[Collection entries]

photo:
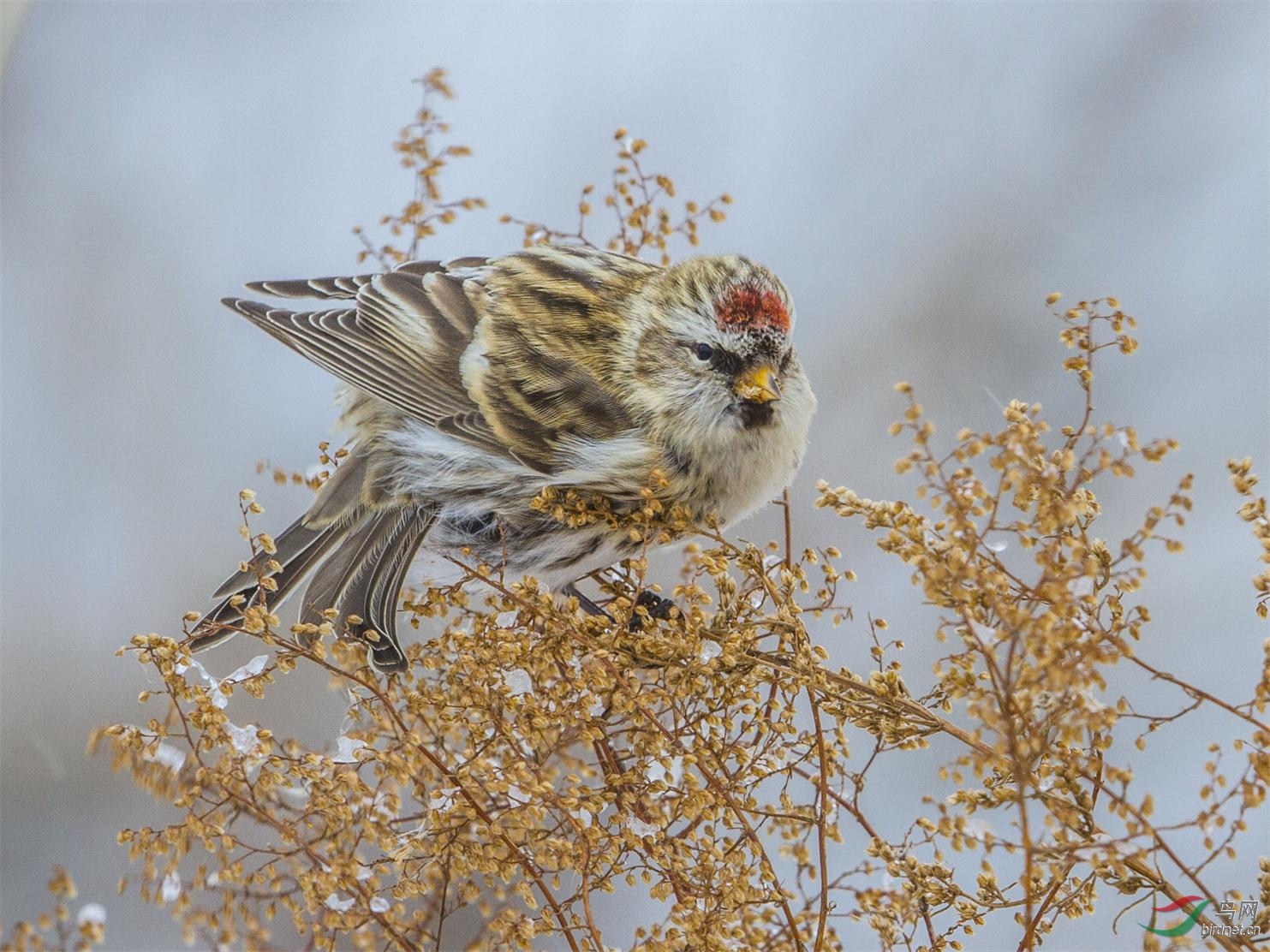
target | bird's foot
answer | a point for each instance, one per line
(654, 604)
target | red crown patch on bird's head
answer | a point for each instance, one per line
(744, 307)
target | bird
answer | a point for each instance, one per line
(473, 384)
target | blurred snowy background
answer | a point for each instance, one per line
(920, 176)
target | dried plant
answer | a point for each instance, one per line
(636, 199)
(535, 759)
(420, 152)
(56, 932)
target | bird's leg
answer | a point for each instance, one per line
(584, 604)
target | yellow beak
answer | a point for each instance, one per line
(759, 384)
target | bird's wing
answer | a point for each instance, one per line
(496, 352)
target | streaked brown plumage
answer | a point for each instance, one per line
(474, 384)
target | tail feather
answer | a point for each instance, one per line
(299, 551)
(379, 588)
(357, 567)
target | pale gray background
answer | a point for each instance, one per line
(921, 176)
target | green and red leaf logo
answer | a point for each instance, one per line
(1185, 925)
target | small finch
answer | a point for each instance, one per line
(473, 384)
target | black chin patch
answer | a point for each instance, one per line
(754, 414)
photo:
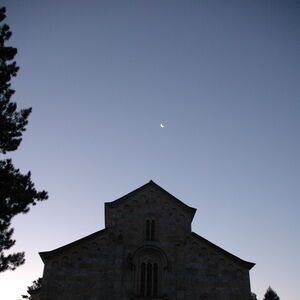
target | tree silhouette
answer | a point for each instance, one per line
(33, 289)
(17, 191)
(271, 294)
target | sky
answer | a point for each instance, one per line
(222, 76)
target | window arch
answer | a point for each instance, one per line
(150, 230)
(150, 267)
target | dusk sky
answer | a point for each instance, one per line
(222, 76)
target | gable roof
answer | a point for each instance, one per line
(49, 254)
(150, 184)
(237, 260)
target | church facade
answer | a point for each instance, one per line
(146, 251)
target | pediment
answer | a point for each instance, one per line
(149, 198)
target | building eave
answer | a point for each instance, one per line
(237, 260)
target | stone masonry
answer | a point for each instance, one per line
(146, 251)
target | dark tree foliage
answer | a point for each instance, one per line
(12, 122)
(253, 296)
(35, 287)
(271, 294)
(17, 191)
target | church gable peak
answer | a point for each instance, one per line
(149, 200)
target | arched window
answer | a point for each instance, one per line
(150, 230)
(149, 279)
(150, 267)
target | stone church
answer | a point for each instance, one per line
(146, 251)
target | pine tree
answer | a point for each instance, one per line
(271, 294)
(17, 191)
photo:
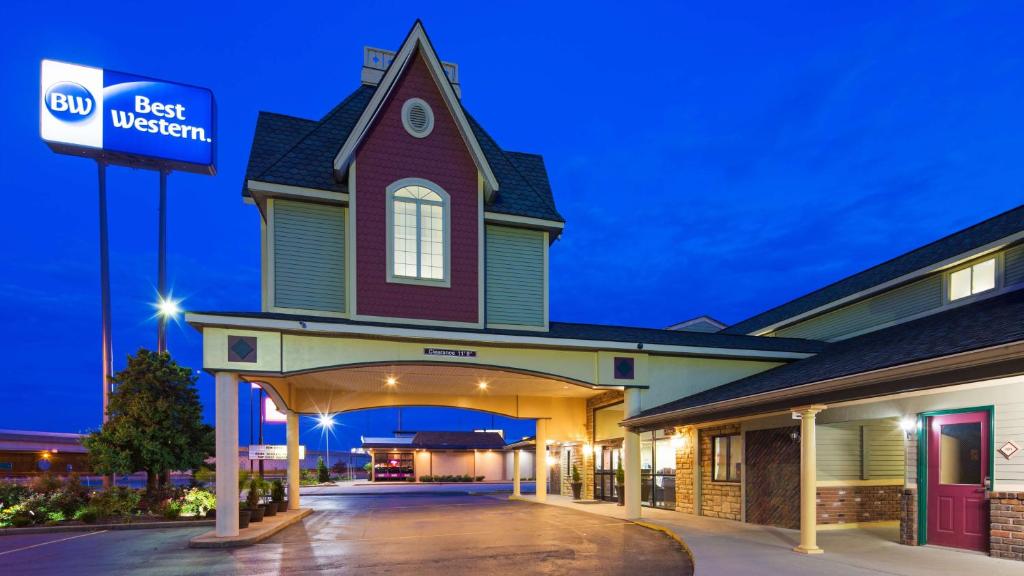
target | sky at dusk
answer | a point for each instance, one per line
(713, 158)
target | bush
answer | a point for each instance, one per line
(11, 494)
(45, 484)
(323, 476)
(116, 501)
(171, 509)
(86, 515)
(278, 491)
(198, 501)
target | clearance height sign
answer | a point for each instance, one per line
(127, 119)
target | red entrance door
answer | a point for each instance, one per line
(957, 479)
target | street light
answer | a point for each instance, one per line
(167, 309)
(326, 423)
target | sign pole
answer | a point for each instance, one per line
(104, 297)
(162, 263)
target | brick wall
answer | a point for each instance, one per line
(771, 458)
(587, 462)
(717, 499)
(685, 470)
(845, 504)
(908, 517)
(1007, 529)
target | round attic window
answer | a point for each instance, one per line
(417, 118)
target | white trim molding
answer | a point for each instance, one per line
(445, 205)
(417, 39)
(404, 332)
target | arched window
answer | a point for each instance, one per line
(418, 241)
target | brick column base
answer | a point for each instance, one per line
(1007, 525)
(908, 517)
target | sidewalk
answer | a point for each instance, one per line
(722, 547)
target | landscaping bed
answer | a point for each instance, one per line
(51, 501)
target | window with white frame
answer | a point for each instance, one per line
(972, 280)
(418, 218)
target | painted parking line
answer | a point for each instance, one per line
(52, 542)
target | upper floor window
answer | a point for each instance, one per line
(418, 242)
(972, 280)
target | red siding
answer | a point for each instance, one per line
(389, 154)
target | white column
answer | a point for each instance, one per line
(293, 460)
(631, 457)
(541, 460)
(227, 453)
(516, 490)
(808, 482)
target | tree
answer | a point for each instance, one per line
(155, 421)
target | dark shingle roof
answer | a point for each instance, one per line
(979, 235)
(568, 330)
(987, 323)
(297, 152)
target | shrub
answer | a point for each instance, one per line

DIRECTION – Extract every line of the records above word for word, and leave the pictures out of your answer.

RESULT OF THIS EXERCISE –
photo:
target | bird's foot
answer | a point for each instance, one per line
(654, 604)
target | red crown patch on bird's head
answer | a point for each instance, one per line
(744, 307)
target | bird
answer | a point for each instance, one per line
(473, 384)
target | blurred snowy background
answer | a point for each instance, one per line
(920, 176)
target | dried plant
answer | a point for each instance, one per line
(636, 199)
(535, 759)
(420, 152)
(56, 932)
target | bird's leg
answer | a point for each instance, one per line
(584, 604)
target | yellow beak
answer | a point for each instance, one per line
(759, 384)
target | bird's wing
answer | a point for each instance, one per line
(496, 352)
target | streaked brown plumage
answer | a point for each instance, one per line
(474, 384)
target | tail feather
answer | a point for each instance, one per line
(299, 551)
(379, 588)
(357, 567)
target | pale gray background
answer | a point for each instance, one per line
(921, 176)
target | green and red leaf logo
answer | a point for each instance, one per line
(1185, 925)
target | small finch
answer | a point for each instance, one per line
(473, 384)
target | black chin patch
answer | a point for each instance, one per line
(754, 414)
photo:
target | tree silhouette
answer | a point for each instance, one per line
(33, 289)
(17, 191)
(271, 294)
target | sky
answer | a point for each instance, one per line
(222, 76)
target | window arch
answer | a point for each instance, one per line
(150, 230)
(150, 267)
target | dusk sky
answer | a point for each instance, one per line
(222, 76)
target | gable roof
answer | a point for each instance, one per line
(49, 254)
(150, 184)
(237, 260)
target | church facade
answer | a point for each instance, one per line
(146, 251)
target | pediment
answer | a point for each instance, one per line
(149, 198)
target | building eave
answer | a point for each instance, one per line
(237, 260)
target | stone masonry
answer | a point for each instance, one per line
(146, 251)
target | dark tree foliage
answer | a point for each instance, one per line
(12, 122)
(253, 296)
(35, 287)
(271, 294)
(17, 191)
target | church gable peak
answer | a point for each instance, one per line
(149, 200)
target | arched window
answer | a point for each instance, one per line
(150, 230)
(149, 279)
(150, 267)
target | stone church
answer | a point for each instance, one per line
(146, 251)
target | pine tree
answer | a point for each instance, one per line
(271, 294)
(17, 191)
photo:
target | sky at dusk
answer | a point for each instance, one per line
(713, 158)
target | bush
answer | a point for each instance, one per line
(11, 494)
(45, 484)
(323, 476)
(116, 501)
(171, 509)
(86, 515)
(278, 491)
(198, 501)
target | clearance height sign
answer | a point for each instance, one per line
(127, 119)
target | red entrance door
answer | a point for each instance, one per line
(957, 479)
target | street light
answer | a point for each instance, one per line
(167, 309)
(326, 423)
target | sign pole
answer | a point for each instance, one per line
(104, 297)
(162, 263)
target | brick wall
answer | a point for each instance, one per line
(771, 458)
(587, 462)
(717, 499)
(685, 470)
(845, 504)
(908, 517)
(1007, 529)
target | round attic window
answer | a point for each instance, one per line
(417, 118)
target | white trim molding
answer | a point for each instance, one per line
(445, 205)
(417, 39)
(404, 332)
target | arched window
answer | a point for each instance, one per line
(418, 241)
target | brick column base
answer | a point for each instance, one per line
(1007, 525)
(908, 517)
target | sidewalk
answer | a point for each instance, one per line
(722, 547)
target | landscaping bed
answer | a point for each instance, one per line
(51, 501)
target | window with white frame
answer | a point for each instance, one per line
(972, 280)
(418, 218)
target | painted parking line
answer | a point for each instance, one per line
(52, 542)
target | upper floor window
answer | a point for each instance, one per line
(418, 242)
(972, 280)
target | red siding
answer | a point for each instance, one per line
(389, 154)
target | white column
answer | a point for each instance, one per line
(293, 460)
(631, 457)
(541, 460)
(227, 453)
(516, 490)
(808, 482)
target | tree
answer | a point for each instance, one per line
(155, 421)
target | dark shingle roof
answer | a point for each instance, one per line
(979, 235)
(568, 330)
(987, 323)
(297, 152)
target | shrub
answer | a point for each instance, one per line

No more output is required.